Data pulled from a collection
======

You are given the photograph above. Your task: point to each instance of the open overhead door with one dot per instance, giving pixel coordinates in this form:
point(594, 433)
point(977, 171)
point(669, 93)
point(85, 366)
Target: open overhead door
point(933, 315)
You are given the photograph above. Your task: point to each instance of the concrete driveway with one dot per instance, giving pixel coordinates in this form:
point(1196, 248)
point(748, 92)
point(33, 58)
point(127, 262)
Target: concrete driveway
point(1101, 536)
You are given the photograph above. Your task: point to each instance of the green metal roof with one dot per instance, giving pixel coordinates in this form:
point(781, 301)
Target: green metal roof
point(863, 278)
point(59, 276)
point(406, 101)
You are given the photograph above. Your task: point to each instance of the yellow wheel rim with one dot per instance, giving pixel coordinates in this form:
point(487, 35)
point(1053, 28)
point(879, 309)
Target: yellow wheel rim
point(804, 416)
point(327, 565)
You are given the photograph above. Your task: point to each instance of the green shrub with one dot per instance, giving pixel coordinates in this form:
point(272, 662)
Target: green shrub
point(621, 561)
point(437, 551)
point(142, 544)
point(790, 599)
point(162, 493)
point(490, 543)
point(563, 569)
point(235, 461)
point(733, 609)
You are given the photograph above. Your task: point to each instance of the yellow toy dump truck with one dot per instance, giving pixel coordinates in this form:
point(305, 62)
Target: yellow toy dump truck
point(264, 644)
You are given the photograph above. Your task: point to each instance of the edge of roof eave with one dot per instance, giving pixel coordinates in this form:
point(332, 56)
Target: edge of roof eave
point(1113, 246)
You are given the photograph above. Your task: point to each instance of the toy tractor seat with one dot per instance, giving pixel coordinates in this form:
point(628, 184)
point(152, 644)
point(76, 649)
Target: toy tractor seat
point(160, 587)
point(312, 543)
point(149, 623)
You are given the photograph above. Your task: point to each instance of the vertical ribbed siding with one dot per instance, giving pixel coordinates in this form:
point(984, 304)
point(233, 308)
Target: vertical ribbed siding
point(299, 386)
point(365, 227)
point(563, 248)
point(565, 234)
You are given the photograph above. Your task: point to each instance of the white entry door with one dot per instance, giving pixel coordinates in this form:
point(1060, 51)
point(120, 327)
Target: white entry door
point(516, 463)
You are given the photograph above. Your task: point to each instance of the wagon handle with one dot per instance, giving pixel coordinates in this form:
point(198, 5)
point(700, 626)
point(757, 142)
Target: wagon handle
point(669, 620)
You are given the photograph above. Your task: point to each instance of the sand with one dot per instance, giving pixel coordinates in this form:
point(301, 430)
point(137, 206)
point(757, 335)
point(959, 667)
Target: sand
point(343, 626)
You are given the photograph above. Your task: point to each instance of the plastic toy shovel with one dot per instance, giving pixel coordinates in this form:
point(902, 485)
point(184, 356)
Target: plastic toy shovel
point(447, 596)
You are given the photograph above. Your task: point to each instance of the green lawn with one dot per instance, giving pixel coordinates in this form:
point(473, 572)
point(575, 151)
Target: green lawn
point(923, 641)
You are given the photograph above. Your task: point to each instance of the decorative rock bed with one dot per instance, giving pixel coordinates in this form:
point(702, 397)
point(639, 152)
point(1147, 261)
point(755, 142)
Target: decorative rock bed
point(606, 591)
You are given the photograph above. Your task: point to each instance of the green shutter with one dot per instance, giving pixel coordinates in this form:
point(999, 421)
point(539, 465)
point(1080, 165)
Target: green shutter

======

**SHORT EXERCISE**. Extract every line of the data above and reproduce each one verbatim.

**RESULT OF THE TASK**.
You are given the photograph above. Your task: point to each instance of the open overhead door with one dot per instance, giving pixel coordinates in this form:
point(594, 433)
point(977, 171)
point(669, 93)
point(85, 366)
Target: open overhead door
point(933, 315)
You are given the photograph above. Your task: point to each instance of the concrete driveway with one dot per instance, giving pixel coordinates in this form:
point(1196, 248)
point(748, 92)
point(33, 58)
point(127, 262)
Target: concrete driveway
point(1101, 536)
You are given the photograph above. Your task: point to each instance of the green metal roof with one dot per instance, giving pixel coordinates in this form:
point(781, 301)
Target: green metal roof
point(863, 278)
point(59, 276)
point(406, 101)
You are given the photograph above. Your task: point to each instance of the yellow wheel rim with one dot per instance, giving pixel coordinates in this form:
point(487, 35)
point(1053, 28)
point(879, 309)
Target: yellow wheel rim
point(804, 416)
point(327, 565)
You are given the photograph above. Your task: point to each instance of the green shrub with one dot per instance, giving pixel coordinates in this form:
point(272, 662)
Target: green shrub
point(621, 561)
point(437, 551)
point(142, 544)
point(790, 599)
point(162, 493)
point(490, 543)
point(563, 569)
point(235, 461)
point(733, 609)
You are given the photograph above. Your task: point to each instance of the yellow toy dump truck with one dot per instance, giving pixel coordinates in this form:
point(305, 62)
Target: yellow toy dump truck
point(264, 644)
You are given the photograph above. Your task: point to each instance of the edge of roof eave with one dot per instance, giving pixel coordinates in this form:
point(332, 56)
Target: edge of roof eave
point(1113, 246)
You are given the photograph above. Your task: point to each instance of the toy tractor seat with one dot per instance, giving pixel coordinates in this form:
point(628, 184)
point(152, 644)
point(76, 649)
Target: toy tractor seat
point(160, 587)
point(312, 543)
point(149, 623)
You are given the photograph above. Your task: point to each instance of the vertical ribbed siding with one dot per instance, giving pixel coordinates in this form:
point(984, 304)
point(233, 308)
Target: vertical ribbed siding
point(299, 386)
point(365, 227)
point(563, 248)
point(565, 234)
You are given the photograph above. Your task: point to each instance of the white entry door with one dot per instance, giving pixel coordinates in this form:
point(1060, 51)
point(120, 327)
Target: white entry door
point(516, 463)
You are given the photograph above. Your task: point to each instance of the wagon handle with one dot per instance, giving pixel coordinates in this form:
point(198, 5)
point(700, 626)
point(757, 142)
Target: wagon handle
point(669, 620)
You are given the photograph above. Your task: point to each instance of the sand with one dot per instance, giving pixel coordinates in this form:
point(301, 430)
point(137, 206)
point(757, 335)
point(959, 667)
Target: sand
point(343, 626)
You are given the photograph above. Your task: point to each instance of the plastic toy shovel with one dot per instance, giving pixel coordinates in this form:
point(902, 485)
point(184, 356)
Target: plastic toy shovel
point(447, 596)
You are given the photograph above. Your task: point to each instance of the green lawn with one dot per instance, giving pixel coordinates in this form:
point(473, 572)
point(575, 151)
Target: green lawn
point(923, 641)
You are given the photograph above. Your task: point to each instance of the decorative rock bed with one dot per instance, giving pixel coordinates in this form:
point(702, 397)
point(639, 152)
point(1147, 261)
point(755, 142)
Target: decorative rock bed
point(606, 591)
You are given the photograph above. Your task: point to each instance of the green shutter with one dot per instance, giving pixel coordinates in this form:
point(999, 421)
point(539, 465)
point(1080, 165)
Target: green shutter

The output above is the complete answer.